| AIM |
Keep the pictures out of the copy and repeat the records exactly.

(Records from a collection)

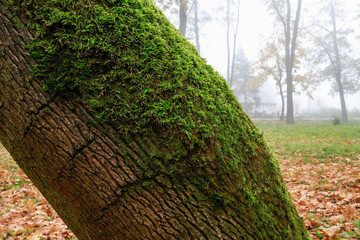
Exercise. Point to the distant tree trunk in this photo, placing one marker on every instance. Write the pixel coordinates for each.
(279, 82)
(290, 47)
(196, 25)
(130, 135)
(338, 69)
(228, 41)
(235, 44)
(183, 16)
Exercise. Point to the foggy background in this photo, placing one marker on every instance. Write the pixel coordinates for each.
(258, 24)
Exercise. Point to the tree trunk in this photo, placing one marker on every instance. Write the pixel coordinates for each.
(338, 68)
(127, 132)
(183, 16)
(282, 102)
(196, 25)
(235, 44)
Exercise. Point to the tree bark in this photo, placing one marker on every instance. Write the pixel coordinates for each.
(235, 43)
(183, 16)
(196, 25)
(338, 68)
(228, 41)
(106, 178)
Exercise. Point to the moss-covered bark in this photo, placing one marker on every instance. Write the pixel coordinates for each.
(127, 132)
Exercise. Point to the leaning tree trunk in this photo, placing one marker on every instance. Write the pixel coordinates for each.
(127, 132)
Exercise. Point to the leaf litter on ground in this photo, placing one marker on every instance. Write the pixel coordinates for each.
(322, 177)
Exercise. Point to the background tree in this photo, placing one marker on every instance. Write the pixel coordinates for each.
(272, 65)
(283, 11)
(333, 54)
(127, 132)
(244, 90)
(190, 17)
(232, 21)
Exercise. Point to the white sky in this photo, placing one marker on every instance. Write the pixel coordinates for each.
(255, 26)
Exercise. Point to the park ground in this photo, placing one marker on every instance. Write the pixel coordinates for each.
(320, 163)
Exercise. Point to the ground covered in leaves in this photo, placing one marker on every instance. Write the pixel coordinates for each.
(320, 164)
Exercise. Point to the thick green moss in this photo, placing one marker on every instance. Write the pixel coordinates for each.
(142, 78)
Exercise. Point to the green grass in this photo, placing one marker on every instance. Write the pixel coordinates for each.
(319, 139)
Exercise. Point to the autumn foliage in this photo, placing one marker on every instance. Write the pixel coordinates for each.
(320, 164)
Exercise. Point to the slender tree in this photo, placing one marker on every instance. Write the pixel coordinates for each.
(272, 65)
(333, 53)
(127, 132)
(183, 7)
(283, 12)
(196, 25)
(236, 30)
(244, 90)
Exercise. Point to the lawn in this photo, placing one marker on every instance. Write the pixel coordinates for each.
(320, 164)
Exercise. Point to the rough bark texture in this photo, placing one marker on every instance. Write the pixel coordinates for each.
(183, 16)
(109, 183)
(338, 67)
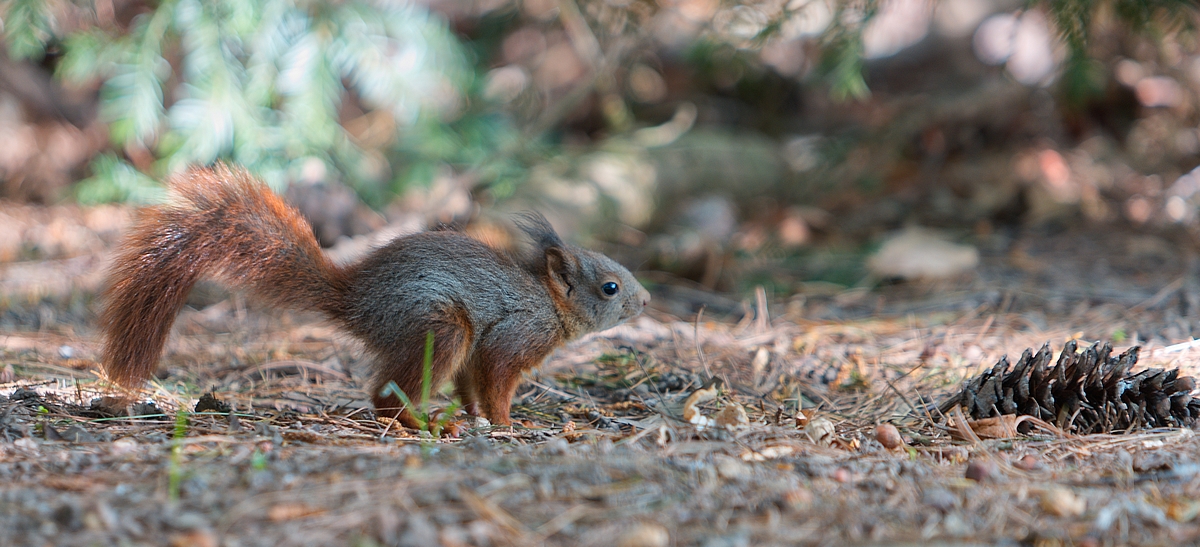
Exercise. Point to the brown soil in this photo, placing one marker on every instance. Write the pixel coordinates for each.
(603, 455)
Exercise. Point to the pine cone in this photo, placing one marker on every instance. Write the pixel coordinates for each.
(1089, 391)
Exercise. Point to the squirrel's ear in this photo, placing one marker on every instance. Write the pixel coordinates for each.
(561, 268)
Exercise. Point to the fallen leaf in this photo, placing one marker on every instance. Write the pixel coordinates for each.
(691, 414)
(292, 511)
(768, 452)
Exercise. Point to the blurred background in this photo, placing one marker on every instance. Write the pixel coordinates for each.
(715, 145)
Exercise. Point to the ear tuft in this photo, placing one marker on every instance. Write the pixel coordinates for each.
(561, 268)
(539, 229)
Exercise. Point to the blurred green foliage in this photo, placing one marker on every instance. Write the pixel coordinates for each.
(267, 84)
(382, 95)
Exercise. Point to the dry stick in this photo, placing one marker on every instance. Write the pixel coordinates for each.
(762, 322)
(695, 340)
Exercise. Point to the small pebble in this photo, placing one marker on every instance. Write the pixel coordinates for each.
(820, 431)
(1062, 502)
(888, 436)
(981, 470)
(798, 498)
(645, 534)
(1029, 463)
(940, 499)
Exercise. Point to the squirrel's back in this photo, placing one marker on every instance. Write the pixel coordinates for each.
(220, 222)
(429, 274)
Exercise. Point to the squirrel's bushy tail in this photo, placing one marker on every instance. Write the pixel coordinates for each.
(221, 222)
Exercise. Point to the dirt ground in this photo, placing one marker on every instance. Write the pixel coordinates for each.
(603, 454)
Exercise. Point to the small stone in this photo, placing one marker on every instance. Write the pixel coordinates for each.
(1029, 463)
(820, 431)
(195, 539)
(557, 446)
(731, 468)
(1061, 502)
(798, 498)
(981, 470)
(940, 499)
(888, 436)
(645, 534)
(732, 416)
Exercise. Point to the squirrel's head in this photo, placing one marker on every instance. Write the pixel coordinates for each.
(591, 290)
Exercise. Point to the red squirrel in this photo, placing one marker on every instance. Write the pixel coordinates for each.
(493, 313)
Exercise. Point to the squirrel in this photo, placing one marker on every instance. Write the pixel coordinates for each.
(492, 313)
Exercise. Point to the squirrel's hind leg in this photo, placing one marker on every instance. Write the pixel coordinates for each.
(466, 390)
(403, 364)
(497, 376)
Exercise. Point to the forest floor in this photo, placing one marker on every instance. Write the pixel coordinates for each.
(603, 454)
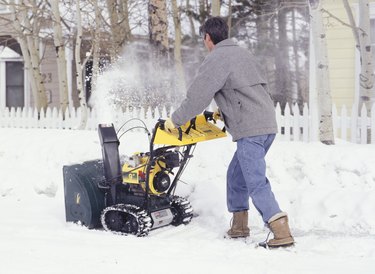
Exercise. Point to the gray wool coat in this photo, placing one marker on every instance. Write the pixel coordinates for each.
(230, 75)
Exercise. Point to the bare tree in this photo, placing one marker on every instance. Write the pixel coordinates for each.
(158, 26)
(96, 46)
(177, 47)
(215, 7)
(60, 54)
(119, 25)
(363, 43)
(322, 74)
(79, 67)
(25, 23)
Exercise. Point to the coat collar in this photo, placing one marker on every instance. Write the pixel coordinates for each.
(225, 43)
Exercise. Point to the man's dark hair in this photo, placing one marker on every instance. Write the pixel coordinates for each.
(216, 27)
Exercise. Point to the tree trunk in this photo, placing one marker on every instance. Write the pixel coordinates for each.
(282, 59)
(177, 48)
(29, 52)
(366, 78)
(96, 47)
(189, 14)
(79, 78)
(60, 53)
(158, 27)
(119, 24)
(229, 22)
(215, 8)
(322, 74)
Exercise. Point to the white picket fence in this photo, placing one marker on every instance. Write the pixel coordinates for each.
(293, 126)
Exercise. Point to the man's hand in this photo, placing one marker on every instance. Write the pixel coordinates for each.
(217, 115)
(168, 124)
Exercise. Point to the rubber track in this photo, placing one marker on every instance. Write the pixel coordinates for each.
(144, 221)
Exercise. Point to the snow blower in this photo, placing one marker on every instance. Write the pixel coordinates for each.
(135, 195)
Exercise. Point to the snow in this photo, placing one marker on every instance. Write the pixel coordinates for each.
(328, 192)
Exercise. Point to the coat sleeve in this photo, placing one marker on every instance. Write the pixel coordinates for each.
(210, 78)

| RESULT |
Exercise. Point to the distant tree trunk in this photo, placing one marker on every instance. Write the pixel coordinates for each.
(279, 82)
(290, 47)
(196, 25)
(130, 135)
(338, 69)
(228, 41)
(235, 44)
(183, 16)
Exercise. Point to the foggy background in this photo, placing one marker on every instance. Write the pixel coordinates for each.
(258, 24)
Exercise. Point to the tree trunk in this photo, placing one marker on every instance. Write the pixel coordinates for each.
(338, 68)
(127, 132)
(183, 16)
(282, 102)
(196, 25)
(235, 44)
Exercise. Point to the tree bark in this photo, placing one marker on every instance. Write the pixel coordinates for each.
(235, 43)
(183, 16)
(196, 25)
(338, 68)
(228, 41)
(106, 178)
Exercise. Point to the moss-covered bark in this photo, placing one marker on every instance. Write the pixel coordinates for each.
(127, 132)
Exercise. Point to the leaning tree trunk in this photo, placing one marker on every instance. Write the pixel coordinates for each.
(127, 132)
Exercise. Point to the leaf litter on ground in this photo, placing one marker on every instance. Write the pixel coordinates for each.
(322, 177)
Exercise. Point to the background tree in this photo, placing one marker on every instance. Write the pixel coordinates for each.
(272, 65)
(283, 11)
(333, 54)
(127, 132)
(244, 90)
(190, 17)
(232, 21)
Exercise. Point to the white sky in this photo, placing one marker on every instance. Write the pixel coordinates for each.
(255, 26)
Exercise. Point to the park ground in this photo, placing one marker on every instance. Write the pixel coordinates for each.
(320, 163)
Exercise. Point to the ground covered in leaves in this photo, placing one marker on every instance. Write the pixel coordinates for each.
(320, 164)
Exercise. Point to the thick green moss in this photo, placing one marker on every instance. Write the pixel coordinates for each.
(142, 78)
Exercise. Point to the green grass in this photo, placing one marker on every instance. Write the pixel coordinates for each.
(319, 139)
Exercise. Point to the autumn foliage in this photo, placing one marker on every instance. Write the pixel coordinates for each.
(320, 164)
Exercise. Point to the slender tree in this photo, placing one marker on every instance. Write the pixel coordinates for each.
(272, 65)
(333, 53)
(127, 132)
(183, 7)
(283, 12)
(196, 25)
(236, 30)
(244, 90)
Exercise. Point to the lawn in this photo, placing one marker on every instance. Write the pixel coordinates for each.
(320, 164)
Exercise. Point to the rough bark texture in this photo, placing one marker on every instance. Write the pixel coordinates for each.
(183, 16)
(109, 183)
(338, 67)
Exercise. Point to the brown soil in this photo, placing one marker on every instance. Write the pixel coordinates for each.
(603, 455)
Exercise. Point to the pine cone in this photo, placing one marker on every instance. Write the pixel coordinates for each.
(1089, 391)
Exercise. Point to the squirrel's ear in this photo, placing one marker on every instance. Write the pixel coordinates for each.
(561, 268)
Exercise. Point to the fallen leaf in this photo, placing one marker on every instance. Write the pixel coordinates for each.
(691, 414)
(292, 511)
(768, 452)
Exercise. Point to the blurred background in this photo, placing one marker on every instance. Write the pixel coordinates for each.
(715, 145)
Exercise. Point to the ear tuft in this photo, placing one marker on every instance. Write the pixel coordinates for each.
(561, 268)
(539, 229)
Exercise. Point to the blurred green foliage in this photo, placing one marker on every instance. Write the pixel coordinates for each.
(267, 84)
(382, 95)
Exercise. Point to the dry stick in this photo, placing one marker on every instance. Write the pixel coordinates for each.
(762, 322)
(695, 340)
Exercise. Point to the small pebble in this photo, placing one marker on every instance. Write the pixel coordinates for each.
(820, 431)
(1062, 502)
(888, 436)
(981, 470)
(798, 498)
(645, 534)
(1029, 463)
(940, 499)
Exercise. Point to the squirrel's back in this photo, placing one marker on every instance. Write the pixel coordinates for each.
(220, 222)
(429, 274)
Exercise. Point to the squirrel's bushy tail in this photo, placing one marker on every instance. Write the pixel coordinates for each.
(221, 222)
Exercise. Point to the dirt ground in this photo, placing one marker on every instance. Write the pixel coordinates for each.
(603, 454)
Exercise. Point to the small stone in this photo, placing one marker on every instance. Write the pixel coordinates for each.
(1029, 463)
(820, 431)
(195, 539)
(557, 446)
(731, 468)
(1061, 502)
(798, 498)
(981, 470)
(940, 499)
(888, 436)
(645, 534)
(732, 416)
Exercise. Point to the squirrel's head in this photo, placing one marker on every instance. Write the pixel coordinates for each.
(591, 290)
Exercise. Point to the red squirrel in this photo, placing one marker on every instance. Write the pixel coordinates for each.
(493, 313)
Exercise. Point to the squirrel in this photo, placing one marker on every instance. Write the pixel coordinates for each.
(492, 313)
Exercise. Point to the squirrel's hind leg in this photo, placing one marker on every instance. Write the pixel coordinates for each.
(466, 390)
(403, 364)
(497, 376)
Exercise. Point to the forest floor in this photo, placing one marker on every instance. Write the pixel coordinates for each.
(603, 454)
Exercise. Point to the gray wool coat in this photo, placing one marker on every instance. Write the pixel coordinates for each.
(230, 75)
Exercise. Point to the bare tree in this photo, placing one marker on every instance. Write the pixel coordinates for each.
(158, 26)
(96, 46)
(177, 47)
(215, 7)
(60, 54)
(119, 25)
(363, 43)
(322, 74)
(79, 67)
(25, 23)
Exercise. Point to the coat collar in this photo, placing one marker on every instance. Write the pixel coordinates for each.
(225, 43)
Exercise. Point to the man's dark hair in this photo, placing one marker on every instance. Write the pixel coordinates for each.
(216, 27)
Exercise. Point to the tree trunk in this photo, placing one marker on every instance. Write the pixel coordinates for each.
(282, 59)
(177, 48)
(29, 52)
(366, 78)
(96, 47)
(189, 14)
(79, 78)
(60, 53)
(158, 27)
(119, 24)
(229, 22)
(215, 8)
(322, 74)
Exercise. Point to the white picket fence in this photo, placing one marker on every instance. Write the pixel coordinates for each.
(293, 126)
Exercise. Point to the man's hand in this photo, placing one marker on every instance. Write the pixel coordinates for each.
(217, 115)
(168, 124)
Exercise. Point to the rubber track in this photo, placing one marker on every instance. Write the pixel coordinates for each.
(144, 221)
Exercise. Point to the snow blower in this photo, placing one marker on every instance. Write the pixel coordinates for each.
(135, 195)
Exercise. Point to the snow in this photo, placing one marker on every instance. Write the pixel coordinates for each.
(328, 192)
Exercise. Point to the coat sleeve in this photo, placing one marker on every instance. Write the pixel coordinates for each.
(210, 78)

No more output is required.